- **TASK INSTRUCTIONS**: Quote everything in the listing below, from the line containing "Return one point per instance of the reflection" down to the end of the listing, with both ends included.
※
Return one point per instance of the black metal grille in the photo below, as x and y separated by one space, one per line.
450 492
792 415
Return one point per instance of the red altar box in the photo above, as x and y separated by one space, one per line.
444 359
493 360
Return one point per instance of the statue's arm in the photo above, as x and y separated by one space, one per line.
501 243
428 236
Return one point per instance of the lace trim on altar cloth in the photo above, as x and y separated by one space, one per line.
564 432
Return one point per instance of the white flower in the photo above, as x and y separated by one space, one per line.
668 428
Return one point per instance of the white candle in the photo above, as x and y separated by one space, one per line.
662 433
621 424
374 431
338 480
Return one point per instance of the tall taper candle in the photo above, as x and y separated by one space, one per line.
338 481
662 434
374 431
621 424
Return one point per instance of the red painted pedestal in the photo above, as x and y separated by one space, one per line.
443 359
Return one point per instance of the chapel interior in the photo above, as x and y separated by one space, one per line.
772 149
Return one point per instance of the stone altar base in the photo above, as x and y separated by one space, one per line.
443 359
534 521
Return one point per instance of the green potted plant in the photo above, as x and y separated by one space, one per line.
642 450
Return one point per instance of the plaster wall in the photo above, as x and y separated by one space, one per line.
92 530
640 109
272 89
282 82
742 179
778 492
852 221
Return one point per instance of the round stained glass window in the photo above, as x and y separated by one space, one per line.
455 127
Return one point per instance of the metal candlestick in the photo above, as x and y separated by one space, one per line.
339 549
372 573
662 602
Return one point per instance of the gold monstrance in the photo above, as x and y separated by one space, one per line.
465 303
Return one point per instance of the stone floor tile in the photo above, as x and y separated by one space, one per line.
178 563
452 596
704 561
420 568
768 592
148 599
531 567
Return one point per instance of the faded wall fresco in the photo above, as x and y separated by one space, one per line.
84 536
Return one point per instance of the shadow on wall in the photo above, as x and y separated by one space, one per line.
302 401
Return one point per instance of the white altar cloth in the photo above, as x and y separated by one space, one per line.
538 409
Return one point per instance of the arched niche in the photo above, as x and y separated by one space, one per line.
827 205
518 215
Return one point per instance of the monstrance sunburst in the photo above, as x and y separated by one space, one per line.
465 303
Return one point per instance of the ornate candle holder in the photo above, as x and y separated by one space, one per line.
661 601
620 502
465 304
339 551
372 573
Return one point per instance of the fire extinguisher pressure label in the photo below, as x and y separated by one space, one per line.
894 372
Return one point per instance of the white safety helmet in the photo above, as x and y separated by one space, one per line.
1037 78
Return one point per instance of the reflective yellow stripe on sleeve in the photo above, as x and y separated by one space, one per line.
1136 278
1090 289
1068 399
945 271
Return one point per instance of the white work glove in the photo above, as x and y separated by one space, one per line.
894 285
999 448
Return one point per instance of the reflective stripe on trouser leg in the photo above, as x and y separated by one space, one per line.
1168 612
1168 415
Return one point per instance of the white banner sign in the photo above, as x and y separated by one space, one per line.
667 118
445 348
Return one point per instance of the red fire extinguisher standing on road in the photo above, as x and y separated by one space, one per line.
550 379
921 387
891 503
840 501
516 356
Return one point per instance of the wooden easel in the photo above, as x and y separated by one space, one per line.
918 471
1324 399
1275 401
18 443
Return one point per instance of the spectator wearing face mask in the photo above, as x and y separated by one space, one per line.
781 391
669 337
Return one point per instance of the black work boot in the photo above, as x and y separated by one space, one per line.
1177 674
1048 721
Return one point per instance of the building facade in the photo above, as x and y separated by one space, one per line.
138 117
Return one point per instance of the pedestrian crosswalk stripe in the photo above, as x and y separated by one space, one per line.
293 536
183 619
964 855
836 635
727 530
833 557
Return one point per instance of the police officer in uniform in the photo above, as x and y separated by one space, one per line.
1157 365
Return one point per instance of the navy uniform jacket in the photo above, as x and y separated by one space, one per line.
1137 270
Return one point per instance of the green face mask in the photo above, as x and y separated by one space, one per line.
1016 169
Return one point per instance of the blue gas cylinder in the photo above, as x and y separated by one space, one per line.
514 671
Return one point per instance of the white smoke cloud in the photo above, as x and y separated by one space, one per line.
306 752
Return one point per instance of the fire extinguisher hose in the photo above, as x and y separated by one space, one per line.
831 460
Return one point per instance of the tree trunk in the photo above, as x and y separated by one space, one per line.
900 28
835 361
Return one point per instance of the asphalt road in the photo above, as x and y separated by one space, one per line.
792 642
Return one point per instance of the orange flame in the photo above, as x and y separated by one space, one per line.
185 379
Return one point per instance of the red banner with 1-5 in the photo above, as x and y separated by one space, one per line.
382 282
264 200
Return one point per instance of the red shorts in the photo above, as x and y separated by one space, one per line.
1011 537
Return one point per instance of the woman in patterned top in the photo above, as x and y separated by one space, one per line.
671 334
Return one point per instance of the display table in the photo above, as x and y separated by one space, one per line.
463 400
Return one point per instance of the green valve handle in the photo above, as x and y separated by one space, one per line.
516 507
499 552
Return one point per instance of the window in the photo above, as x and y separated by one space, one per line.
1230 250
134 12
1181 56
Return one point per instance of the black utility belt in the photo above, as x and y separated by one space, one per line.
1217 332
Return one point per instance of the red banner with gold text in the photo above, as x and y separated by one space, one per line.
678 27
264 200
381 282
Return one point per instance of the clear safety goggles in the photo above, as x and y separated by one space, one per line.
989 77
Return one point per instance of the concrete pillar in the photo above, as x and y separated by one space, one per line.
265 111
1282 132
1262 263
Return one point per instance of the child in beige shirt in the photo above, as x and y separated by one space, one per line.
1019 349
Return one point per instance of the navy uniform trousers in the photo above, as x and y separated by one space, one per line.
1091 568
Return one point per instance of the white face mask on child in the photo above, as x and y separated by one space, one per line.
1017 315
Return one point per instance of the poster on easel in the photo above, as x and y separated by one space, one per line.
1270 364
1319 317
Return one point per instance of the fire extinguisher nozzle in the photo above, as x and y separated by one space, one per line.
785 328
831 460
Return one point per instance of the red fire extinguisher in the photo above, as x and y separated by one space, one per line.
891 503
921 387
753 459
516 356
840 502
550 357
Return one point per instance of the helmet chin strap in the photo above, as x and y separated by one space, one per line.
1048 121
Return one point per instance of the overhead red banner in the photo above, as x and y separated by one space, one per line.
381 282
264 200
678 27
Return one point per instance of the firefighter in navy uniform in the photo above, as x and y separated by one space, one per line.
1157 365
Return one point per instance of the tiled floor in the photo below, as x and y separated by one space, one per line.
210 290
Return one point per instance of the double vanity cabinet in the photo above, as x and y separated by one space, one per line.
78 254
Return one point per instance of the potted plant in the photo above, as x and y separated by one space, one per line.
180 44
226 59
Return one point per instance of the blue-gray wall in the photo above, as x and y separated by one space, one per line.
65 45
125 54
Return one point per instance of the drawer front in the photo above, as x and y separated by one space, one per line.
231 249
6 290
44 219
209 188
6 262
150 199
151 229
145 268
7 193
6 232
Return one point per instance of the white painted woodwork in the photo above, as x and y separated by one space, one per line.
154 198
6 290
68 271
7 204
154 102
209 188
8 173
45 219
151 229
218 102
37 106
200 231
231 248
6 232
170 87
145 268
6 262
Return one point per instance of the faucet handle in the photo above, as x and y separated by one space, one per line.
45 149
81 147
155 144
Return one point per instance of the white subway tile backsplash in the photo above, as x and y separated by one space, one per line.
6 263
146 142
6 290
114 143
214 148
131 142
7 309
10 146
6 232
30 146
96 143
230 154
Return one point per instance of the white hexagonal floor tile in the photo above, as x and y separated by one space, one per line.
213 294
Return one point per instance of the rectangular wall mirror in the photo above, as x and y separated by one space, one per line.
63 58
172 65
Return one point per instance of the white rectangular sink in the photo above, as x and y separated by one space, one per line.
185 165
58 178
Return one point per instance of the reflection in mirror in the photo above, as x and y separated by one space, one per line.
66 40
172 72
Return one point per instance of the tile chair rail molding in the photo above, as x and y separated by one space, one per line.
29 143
※
- **WRITTEN ANSWER**:
Return one point per instance of the reflection in mirror in the photo above, as x and y separated by one space, one per line.
66 40
172 72
Return one point per instance of the tile chair rail molding in the photo above, as x and y separated by one space, one per line.
29 143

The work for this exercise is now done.